Use the entries below and reproduce exactly the lines from the one containing "Objective — one point per instance of the white" down to the one containing "Objective — one point per instance of the green bottle", both of them included.

[Natural language region descriptions]
=== Begin Enclosure ===

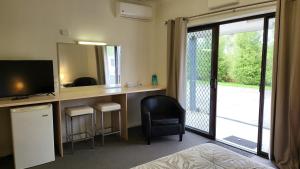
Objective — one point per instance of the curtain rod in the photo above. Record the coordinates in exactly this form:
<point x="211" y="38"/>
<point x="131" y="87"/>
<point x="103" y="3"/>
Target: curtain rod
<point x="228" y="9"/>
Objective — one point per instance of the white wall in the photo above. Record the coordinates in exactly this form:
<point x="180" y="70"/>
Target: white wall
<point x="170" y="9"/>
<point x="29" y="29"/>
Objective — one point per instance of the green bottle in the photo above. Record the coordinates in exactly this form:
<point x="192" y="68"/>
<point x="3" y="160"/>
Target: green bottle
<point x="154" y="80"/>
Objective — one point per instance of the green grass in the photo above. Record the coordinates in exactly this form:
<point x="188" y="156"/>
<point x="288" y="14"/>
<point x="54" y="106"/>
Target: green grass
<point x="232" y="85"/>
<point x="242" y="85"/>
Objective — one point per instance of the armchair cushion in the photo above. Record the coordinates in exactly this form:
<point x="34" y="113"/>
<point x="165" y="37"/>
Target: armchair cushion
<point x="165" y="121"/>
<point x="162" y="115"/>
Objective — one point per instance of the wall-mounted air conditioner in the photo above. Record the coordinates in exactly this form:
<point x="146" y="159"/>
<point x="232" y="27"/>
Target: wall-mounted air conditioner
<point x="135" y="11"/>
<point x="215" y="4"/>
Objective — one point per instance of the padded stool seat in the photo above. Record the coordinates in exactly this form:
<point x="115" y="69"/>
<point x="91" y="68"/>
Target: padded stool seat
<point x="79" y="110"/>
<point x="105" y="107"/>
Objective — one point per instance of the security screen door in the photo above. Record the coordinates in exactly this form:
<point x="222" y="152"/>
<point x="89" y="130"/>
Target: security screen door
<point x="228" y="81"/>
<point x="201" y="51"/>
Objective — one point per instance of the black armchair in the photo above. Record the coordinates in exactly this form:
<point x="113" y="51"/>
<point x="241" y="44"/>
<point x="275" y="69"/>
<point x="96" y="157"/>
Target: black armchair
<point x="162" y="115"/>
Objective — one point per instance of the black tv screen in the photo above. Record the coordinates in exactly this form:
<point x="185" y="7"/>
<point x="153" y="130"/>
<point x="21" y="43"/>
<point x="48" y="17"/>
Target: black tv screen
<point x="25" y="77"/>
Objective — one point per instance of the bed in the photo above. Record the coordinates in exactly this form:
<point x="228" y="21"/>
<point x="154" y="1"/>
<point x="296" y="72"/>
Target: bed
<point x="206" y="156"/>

=== End Enclosure ===
=== Begin Enclosure ===

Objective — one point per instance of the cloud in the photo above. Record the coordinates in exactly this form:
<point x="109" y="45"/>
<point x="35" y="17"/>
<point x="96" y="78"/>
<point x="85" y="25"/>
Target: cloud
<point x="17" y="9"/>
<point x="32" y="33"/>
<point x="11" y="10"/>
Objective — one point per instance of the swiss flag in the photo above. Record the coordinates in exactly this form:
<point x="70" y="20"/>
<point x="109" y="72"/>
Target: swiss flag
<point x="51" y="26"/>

=== End Enclosure ===

EXERCISE ANSWER:
Objective — one point per instance of the white wall in the photo above. Record the coordinates in exactly this form:
<point x="180" y="70"/>
Target: white wall
<point x="170" y="9"/>
<point x="29" y="29"/>
Objective — one point per instance of the green bottle in the photo above. Record the coordinates in exactly this form:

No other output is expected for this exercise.